TEXT SHOWN>
■ ■ ■ ■ ■

Back at Monsieur Duroque’s, Diana Spencer, a client, is examining a gown Evie has brought into the salon. Diana is disappointed by the garment, and begins to describe a gown her sister-in-law purchased from Madame Vionnet in Paris. Evie puts her foot in her mouth by excitedly explaining Vionnet’s method of cutting gowns on the bias, only just saving her neck by giving credit to Monsieur Duroque. He lays into her in the atelier, and it seems this is not the first time Evie has offered her opinion to clients! As an aside, one thing I find interesting about the House of Eliott during its first season is that Bea and Evie are unabashedly arrogant about their talents. Though I cheer them on, I still see everyone else’s side in that they do feel they know and can do more than people who’ve been in the business for decades. Yet, the script neither condemns their arrogance, and I can’t help but think how their sublime assurance would come across to the characters and the audience if this was about the Eliott brothers.

Arthur is having another mysterious phone call and makes another appointment for 9 o’clock. We finally see what’s behind door 25–a nightclub where Daphne Haycock is tunelessly serenading the patrons to Irving Berlin’s “You’d Be Surprised”. Arthur smokes worriedly as Susie Hofman, a mannish looking flapper extolls Daphne’s virtues. Susie brings Arthur to a table where she introduces him to Peter Lo Cheng. Daphne interrupts and is obviously a regular. The dismissal with which the woman and Peter Lo Cheng treat her is surprising, and the fact that she accepts it is worrying. Susie has brought Mr. Lo Cheng to buy into the nightclub as a third partner. He has business all over the world in shipping and agriculture–shorthand for opium!!

Bea and Evie receive a letter from Sebastian asking them out to dinner. Bea tells Evie to rip it up, but you know Evie doesn’t. They hurry to work, where the client who complained about the gown twirls in the mirror in her new bias-cut gown. Diana commiserates with Evie over getting chewed out by Monsieur Duroque, and then bluntly asks if Evie would be willing to create an entire winter wardrobe on the side. Jack, Piggy, Bea, and Evie are strolling through the woods, where they discuss the offer. Jack and Piggy are supportive of their taking on clients on the side, and based on Diana Spencer’s presence in the Eliott sisters’ flat, they take the commission. They design a daring outfit of trousers for the woman, and she is thrilled. Back at Monsieur Duroque, the fashion house is in a tizzy over the showing of Duroque’s new collection. Evie is upset to learn that most of the collection had been scrapped. Tilly is in the Eliott sisters’ flat sewing when Penelope comes to pay a call. Tilly confesses her frustration over the extravagant prices paid for clothing, but her real grievance is with her status as an employee and friend to the Eliott sisters and how to know when she’s being treated as a friend and when she’s being treated as an employee. And as another aside–the writers never shy away from class, even when it shows our heroines in a not so great light!

■ ■ ■ ■ ■

EXCERPTED RECORDS>
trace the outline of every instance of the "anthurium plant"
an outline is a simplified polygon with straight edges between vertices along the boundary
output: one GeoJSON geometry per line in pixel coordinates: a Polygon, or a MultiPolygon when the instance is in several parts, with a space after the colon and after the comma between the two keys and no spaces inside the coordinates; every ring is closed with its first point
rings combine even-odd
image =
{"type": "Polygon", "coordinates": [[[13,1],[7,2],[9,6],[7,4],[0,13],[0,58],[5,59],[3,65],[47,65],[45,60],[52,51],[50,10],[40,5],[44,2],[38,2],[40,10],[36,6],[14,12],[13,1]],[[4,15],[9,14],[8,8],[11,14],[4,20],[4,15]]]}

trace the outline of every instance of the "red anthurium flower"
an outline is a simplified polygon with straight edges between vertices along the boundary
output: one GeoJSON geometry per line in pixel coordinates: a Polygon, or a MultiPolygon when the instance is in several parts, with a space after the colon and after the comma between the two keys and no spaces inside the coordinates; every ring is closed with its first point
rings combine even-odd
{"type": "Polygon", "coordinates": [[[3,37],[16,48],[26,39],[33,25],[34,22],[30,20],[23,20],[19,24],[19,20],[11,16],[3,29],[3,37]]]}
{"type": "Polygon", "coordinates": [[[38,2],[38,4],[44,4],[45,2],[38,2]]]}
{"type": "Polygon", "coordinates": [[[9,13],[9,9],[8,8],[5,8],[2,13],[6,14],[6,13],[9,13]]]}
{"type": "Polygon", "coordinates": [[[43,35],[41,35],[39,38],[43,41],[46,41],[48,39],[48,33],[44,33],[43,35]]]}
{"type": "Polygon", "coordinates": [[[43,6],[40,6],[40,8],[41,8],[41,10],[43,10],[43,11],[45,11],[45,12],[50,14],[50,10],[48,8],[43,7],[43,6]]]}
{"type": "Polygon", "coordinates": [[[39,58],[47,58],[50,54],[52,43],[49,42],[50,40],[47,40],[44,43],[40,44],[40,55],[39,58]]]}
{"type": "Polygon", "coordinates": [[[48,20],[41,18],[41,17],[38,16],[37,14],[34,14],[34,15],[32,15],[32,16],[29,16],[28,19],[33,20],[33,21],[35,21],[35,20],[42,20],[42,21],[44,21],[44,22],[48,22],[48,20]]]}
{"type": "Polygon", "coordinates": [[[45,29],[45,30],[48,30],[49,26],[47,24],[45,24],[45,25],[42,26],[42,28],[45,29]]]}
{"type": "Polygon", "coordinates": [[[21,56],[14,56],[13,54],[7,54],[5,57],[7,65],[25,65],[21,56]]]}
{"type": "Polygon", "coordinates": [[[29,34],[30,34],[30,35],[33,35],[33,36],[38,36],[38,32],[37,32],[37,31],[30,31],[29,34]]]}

■ ■ ■ ■ ■

EXERCISE TASKS>
• a. For each statement, say yes or no depending on whether the House of Eliott recap agrees with it, and quote the words from the recap that decide it. (i) Diana's sister-in-law bought a gown from Madame Vionnet in Paris. (ii) Evie rips up Sebastian's letter. (iii) Susie has brought Peter Lo Cheng to buy into the nightclub as a third partner.
• b. Carry the House of Eliott episode recap forward from its final sentence.
The items come from a separate source unrelated to the House of Eliott recap.

TASK-BY-TASK ANSWERS>
• a.
(i) Yes: "a gown her sister-in-law purchased from Madame Vionnet in Paris"
(ii) No: "Bea tells Evie to rip it up, but you know Evie doesn’t."
(iii) Yes: "Susie has brought Mr. Lo Cheng to buy into the nightclub as a third partner."

• b.
Back at Monsieur Duroque, it seems that he has filched Evie’s designs, but for the new collection. She is furious to see that Monsieur Duroque has not only taken her designs, but began making his gowns on the bias. Bea confronts him about his theft, but Monsieur Duroque claims Evie does not design for the house and that her skill has been nurtured by his establishment. Bea further risks his fury by demanding credit and payment for Evie’s designs. Penelope and Jack gift Tilly with their mother’s portable sewing machine, and Penelope gives a gentle hint that Tilly should make sure Bea and Evie respect her property. Lydia and her frenemy are discussing Bea and Evie once again, and Lydia is once again set on the wrong foot by bragging about Bea and Evie’s success at Monsieur Duroque, only for Lady Haycock to give her the correct gossip over the state of affairs at Duroque’s (via Daphne). Lydia tries to get a hit in by pointing out Daphne’s propensity for nightclubs, but Lady Haycock shrugs it off and gets another blow in by implying that everyone is beginning to flock to the Eliott sisters and Lydia is still patronizing an outmoded dressmaker! Gotta love how society women insult one another and keep one step ahead of their frenemies.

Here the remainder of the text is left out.